§ Task to carry out
Reproduce the records below word for word, leaving out the pictures.

* begin *

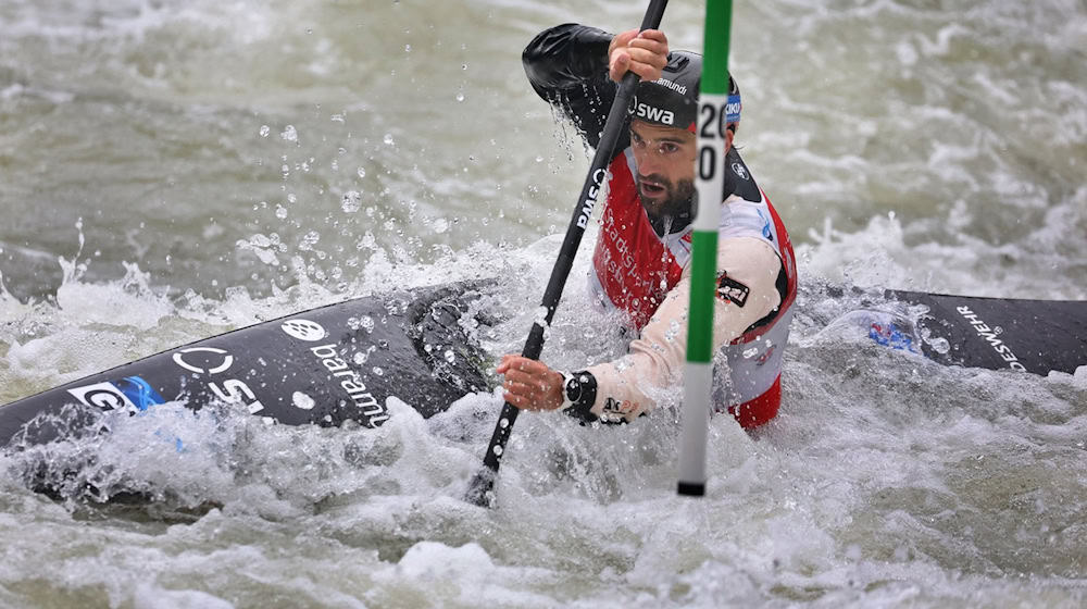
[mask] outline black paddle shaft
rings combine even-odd
[[[641,21],[641,29],[657,29],[661,24],[661,17],[664,16],[664,8],[667,3],[667,0],[651,0],[649,9],[646,10],[646,16]],[[533,324],[533,328],[528,333],[528,339],[525,341],[525,348],[521,352],[526,358],[538,360],[540,351],[544,350],[544,328],[551,324],[554,311],[559,307],[559,299],[562,298],[562,288],[566,285],[570,270],[574,265],[574,256],[577,253],[577,246],[582,243],[582,236],[585,235],[585,227],[592,216],[592,208],[596,206],[597,196],[600,194],[604,177],[608,175],[608,164],[611,162],[612,157],[614,157],[615,144],[619,141],[620,134],[622,133],[623,124],[626,120],[627,107],[630,104],[630,98],[638,86],[638,80],[640,80],[640,77],[634,72],[627,72],[623,76],[619,91],[615,95],[615,101],[612,102],[611,110],[608,112],[608,121],[604,123],[600,144],[592,156],[592,164],[589,166],[589,173],[585,176],[585,184],[582,186],[582,196],[577,199],[577,204],[574,207],[574,214],[571,216],[570,226],[566,228],[566,237],[562,240],[562,248],[559,250],[559,259],[554,262],[554,268],[551,270],[551,278],[548,279],[547,289],[544,291],[544,301],[541,303],[546,310],[544,320],[542,322],[537,320]],[[498,474],[502,453],[505,451],[505,444],[510,439],[513,423],[517,420],[520,412],[518,408],[509,402],[502,405],[502,412],[499,414],[498,423],[495,425],[495,433],[490,437],[490,445],[487,447],[487,453],[483,458],[484,468],[472,478],[472,484],[468,486],[468,492],[465,496],[466,501],[477,506],[489,506],[491,504],[489,493],[495,485],[495,477]]]

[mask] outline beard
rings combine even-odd
[[[641,207],[658,235],[663,237],[665,234],[678,233],[691,223],[696,195],[694,179],[680,179],[673,184],[661,174],[641,176],[637,173],[634,179]],[[650,183],[650,188],[662,195],[647,197],[642,182]]]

* end *

§ Response for this exercise
[mask] outline black paddle shaft
rings combine even-odd
[[[641,21],[641,29],[657,29],[661,24],[661,17],[664,16],[664,8],[667,3],[667,0],[651,0],[649,9],[646,10],[646,16]],[[533,324],[533,328],[528,333],[528,339],[525,341],[525,348],[521,352],[526,358],[538,360],[540,351],[544,350],[544,328],[551,324],[554,311],[559,307],[559,299],[562,298],[562,288],[566,285],[570,270],[574,265],[574,256],[577,253],[577,246],[582,243],[582,236],[585,235],[585,227],[592,216],[592,208],[596,206],[597,196],[600,194],[604,177],[608,175],[608,164],[611,162],[612,157],[614,157],[615,144],[619,141],[620,134],[622,133],[623,124],[626,120],[627,107],[630,104],[630,98],[638,86],[638,80],[640,80],[640,77],[634,72],[627,72],[623,76],[619,91],[615,95],[615,101],[612,102],[611,110],[608,112],[608,121],[604,123],[600,144],[592,156],[592,164],[589,166],[589,173],[585,176],[585,184],[582,186],[582,196],[577,199],[577,204],[574,207],[574,214],[571,216],[570,226],[566,228],[566,237],[562,240],[562,248],[559,250],[559,259],[554,262],[554,268],[551,270],[551,278],[548,279],[547,289],[544,291],[544,301],[541,303],[546,310],[544,320],[542,322],[537,320]],[[498,474],[502,453],[505,451],[505,444],[510,439],[513,423],[517,420],[520,412],[518,408],[509,402],[502,405],[502,412],[499,414],[498,423],[495,425],[495,433],[490,437],[490,445],[487,447],[487,453],[483,458],[484,468],[472,478],[472,484],[468,486],[468,492],[465,496],[466,501],[477,506],[489,506],[491,504],[489,493],[495,485],[495,477]]]

[mask] outline beard
rings combine even-odd
[[[641,207],[658,235],[663,237],[665,234],[678,233],[691,223],[696,195],[694,179],[680,179],[673,184],[661,174],[641,176],[637,173],[634,179]],[[650,183],[650,188],[662,195],[647,197],[642,182]]]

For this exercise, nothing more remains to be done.